• Assigned task: Please list every street named in the article below about Marion's street delays.

• Text section:
• Last modified 785 days ago (Aug. 6, 2020)


Street delays blamed on lower utility use

Staff writer

Postponing several projects in mid-July left Marion searching for ways to patch and hold its streets together for at least another year, which streets director Marty Fredrickson blamed on lost revenue.

Money was planned for two blocks somewhere in town in 2020, but it never materialized because COVID-19 decreased income for the city.

“The schools are closed, and some of your businesses are closed,” he said. “The air conditioners weren’t running and they weren’t consuming water, so our revenue streams are less. That affected some of the projects we had planned, and projects pop up we don’t expect.”

The city’s Elm St. gutter replacement is ongoing, but all other projects, including reconstruction on Coble, Roosevelt, and Freeborn Sts., are postponed at least until 2021.

The city made its final decision on postponement in mid-July, after being not receiving a grant from the state department of transportation. By that point, the pandemic had been around a few months.

Repairs that took place on Coble St. late last week were for a waterline repair and were unrelated to the street’s postponed construction project.

Some, like Grant St. resident Lucille Bitner, see little indication their streets ever will be improved.

[Stored data]
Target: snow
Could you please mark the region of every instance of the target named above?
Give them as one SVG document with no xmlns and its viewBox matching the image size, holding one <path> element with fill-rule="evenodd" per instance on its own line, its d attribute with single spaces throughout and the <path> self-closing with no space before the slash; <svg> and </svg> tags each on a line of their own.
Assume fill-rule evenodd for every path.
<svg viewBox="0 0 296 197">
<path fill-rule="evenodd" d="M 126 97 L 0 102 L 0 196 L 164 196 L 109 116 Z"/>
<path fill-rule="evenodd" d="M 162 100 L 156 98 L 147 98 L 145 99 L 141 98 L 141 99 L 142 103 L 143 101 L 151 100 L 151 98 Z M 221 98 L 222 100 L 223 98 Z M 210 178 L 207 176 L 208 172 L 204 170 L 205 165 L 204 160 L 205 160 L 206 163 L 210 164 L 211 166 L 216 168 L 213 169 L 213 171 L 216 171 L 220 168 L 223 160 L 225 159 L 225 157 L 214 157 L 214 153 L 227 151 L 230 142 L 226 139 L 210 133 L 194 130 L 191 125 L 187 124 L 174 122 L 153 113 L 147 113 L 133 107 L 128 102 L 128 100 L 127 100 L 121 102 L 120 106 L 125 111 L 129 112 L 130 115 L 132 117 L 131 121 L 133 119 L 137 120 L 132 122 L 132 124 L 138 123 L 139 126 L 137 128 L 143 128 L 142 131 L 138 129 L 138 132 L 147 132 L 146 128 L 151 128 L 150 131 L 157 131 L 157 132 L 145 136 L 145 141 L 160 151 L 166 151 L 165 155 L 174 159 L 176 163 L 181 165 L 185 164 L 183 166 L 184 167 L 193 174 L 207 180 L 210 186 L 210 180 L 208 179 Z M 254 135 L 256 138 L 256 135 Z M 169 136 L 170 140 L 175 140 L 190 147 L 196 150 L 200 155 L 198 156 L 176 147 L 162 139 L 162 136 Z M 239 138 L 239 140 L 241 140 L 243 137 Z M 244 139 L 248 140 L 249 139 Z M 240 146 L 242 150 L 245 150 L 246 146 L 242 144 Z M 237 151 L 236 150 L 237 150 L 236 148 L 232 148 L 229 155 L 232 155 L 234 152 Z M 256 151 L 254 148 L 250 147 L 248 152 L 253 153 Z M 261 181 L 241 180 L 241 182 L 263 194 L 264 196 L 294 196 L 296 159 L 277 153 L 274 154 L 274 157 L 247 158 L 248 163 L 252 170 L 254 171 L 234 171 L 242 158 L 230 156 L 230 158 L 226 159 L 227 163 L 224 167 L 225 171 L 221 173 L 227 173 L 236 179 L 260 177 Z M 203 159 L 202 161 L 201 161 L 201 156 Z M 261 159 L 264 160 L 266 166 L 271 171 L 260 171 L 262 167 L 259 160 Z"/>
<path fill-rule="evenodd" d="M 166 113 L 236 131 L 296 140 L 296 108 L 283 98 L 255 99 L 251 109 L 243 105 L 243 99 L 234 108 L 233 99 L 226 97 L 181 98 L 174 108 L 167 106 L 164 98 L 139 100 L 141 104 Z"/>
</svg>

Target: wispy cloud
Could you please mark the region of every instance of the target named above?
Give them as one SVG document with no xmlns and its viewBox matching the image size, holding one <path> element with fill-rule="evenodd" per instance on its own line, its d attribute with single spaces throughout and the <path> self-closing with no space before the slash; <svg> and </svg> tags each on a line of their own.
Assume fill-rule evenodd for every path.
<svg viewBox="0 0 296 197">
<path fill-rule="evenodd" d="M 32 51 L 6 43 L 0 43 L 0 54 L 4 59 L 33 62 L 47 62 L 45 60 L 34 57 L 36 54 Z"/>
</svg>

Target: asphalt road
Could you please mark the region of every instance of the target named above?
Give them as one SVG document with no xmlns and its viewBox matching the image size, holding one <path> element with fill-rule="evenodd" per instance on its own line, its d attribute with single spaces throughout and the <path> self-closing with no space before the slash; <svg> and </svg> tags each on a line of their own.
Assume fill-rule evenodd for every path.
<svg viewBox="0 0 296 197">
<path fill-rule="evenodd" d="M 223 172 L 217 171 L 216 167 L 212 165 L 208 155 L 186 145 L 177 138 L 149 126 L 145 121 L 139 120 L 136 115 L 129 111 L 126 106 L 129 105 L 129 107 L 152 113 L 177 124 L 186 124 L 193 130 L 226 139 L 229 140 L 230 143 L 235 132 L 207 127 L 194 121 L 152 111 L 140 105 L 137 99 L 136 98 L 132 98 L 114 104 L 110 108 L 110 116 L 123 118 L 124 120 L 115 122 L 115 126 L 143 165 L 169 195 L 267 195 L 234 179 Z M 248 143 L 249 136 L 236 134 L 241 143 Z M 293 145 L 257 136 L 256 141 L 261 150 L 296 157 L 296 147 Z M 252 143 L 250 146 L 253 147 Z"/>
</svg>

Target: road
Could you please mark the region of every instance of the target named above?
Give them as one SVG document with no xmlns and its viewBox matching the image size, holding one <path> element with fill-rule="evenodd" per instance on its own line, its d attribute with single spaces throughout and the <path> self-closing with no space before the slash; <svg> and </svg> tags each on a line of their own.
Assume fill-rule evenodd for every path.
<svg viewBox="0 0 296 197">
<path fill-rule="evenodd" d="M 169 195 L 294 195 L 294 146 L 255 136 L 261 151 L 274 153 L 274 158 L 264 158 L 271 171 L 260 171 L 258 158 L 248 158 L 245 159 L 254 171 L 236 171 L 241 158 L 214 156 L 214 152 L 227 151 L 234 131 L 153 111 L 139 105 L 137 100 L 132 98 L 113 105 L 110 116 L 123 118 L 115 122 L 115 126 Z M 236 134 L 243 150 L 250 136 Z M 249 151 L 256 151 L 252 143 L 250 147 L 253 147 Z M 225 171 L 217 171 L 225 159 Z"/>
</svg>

• Answer area: Elm St., Coble St., Roosevelt St., Freeborn St., Grant St.